Exercise:
Transcribe the passage of the 401(k) spousal consent text below that lies between "A recent call" and "and 401(k) plans.", inclusive.

Document extract:
ERISA consultants at the Retirement Learning Center (RLC) Resource Desk regularly receive calls from financial advisors on a broad array of technical topics related to IRAs, qualified retirement plans and other types of retirement savings and income plans, including nonqualified plans, stock options, and Social Security and Medicare.  We bring Case of the Week to you to highlight the most relevant topics affecting your business.

A recent call with a financial advisor from Minnesota is representative of a common inquiry related to distributions, spousal consent and 401(k) plans.

Highlights of Discussion

  • The short answer is, “maybe.” It depends on whether the 401(k) plan is subject to the annuity distribution requirements under the Retirement Equity Act of 1984 (REA) or is considered a “REA safe-harbor” plan.
  • REA, in part, provided spousal protections with respect to defined contribution (DC) plan distribution options, and defaulted most plan disbursements for married couples to qualified joint and survivor annuities (QJSAs) and qualified preretirement survivor annuities (QPSAs), unless the participant and spouse executed certain waivers.
  • 401(k) plans that are subject to the REA annuity mandates require plan administrators to obtain written spousal consent to distribute plan benefits in a form other than an annuity [Treasury Regulation (Treas. Reg.) 401(a)-20, Q&A 17]. REA added the requirement to have spousal consent to take a distribution so that the nonemployee spouse would have some control over the form of benefit the participant chooses and would be, at the very least, aware that retirement benefits existed.

Source material:

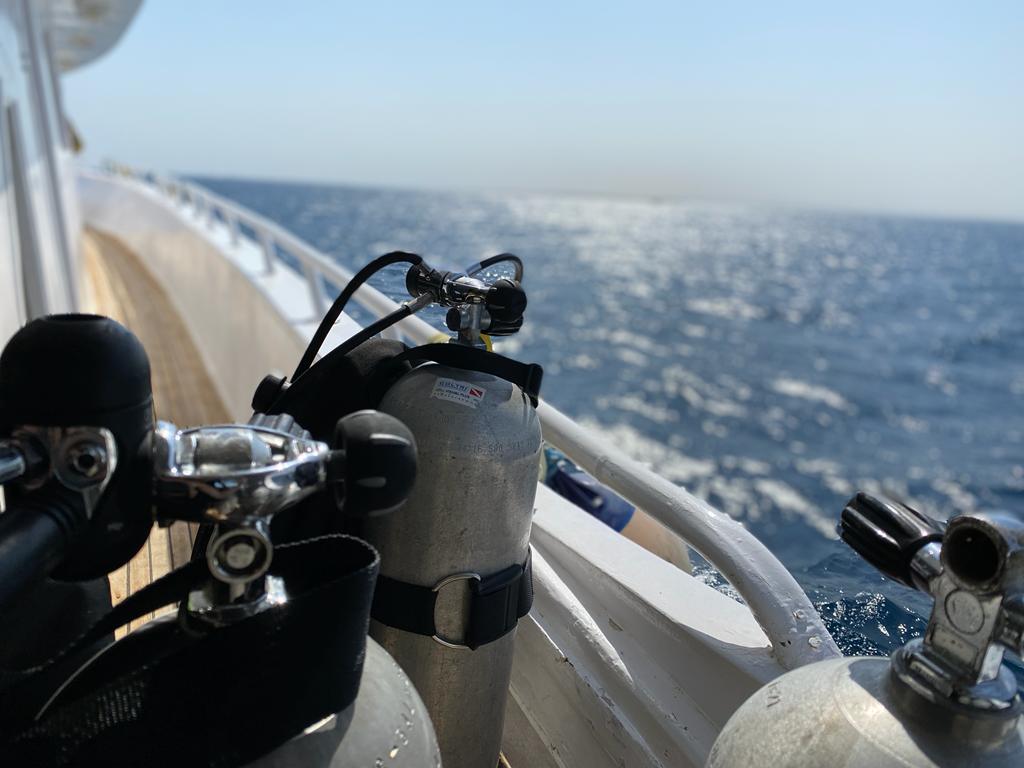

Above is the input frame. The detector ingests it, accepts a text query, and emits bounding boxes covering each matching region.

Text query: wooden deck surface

Response area:
A recent call with a financial advisor from Minnesota is representative of a common inquiry related to distributions, spousal consent and 401(k) plans.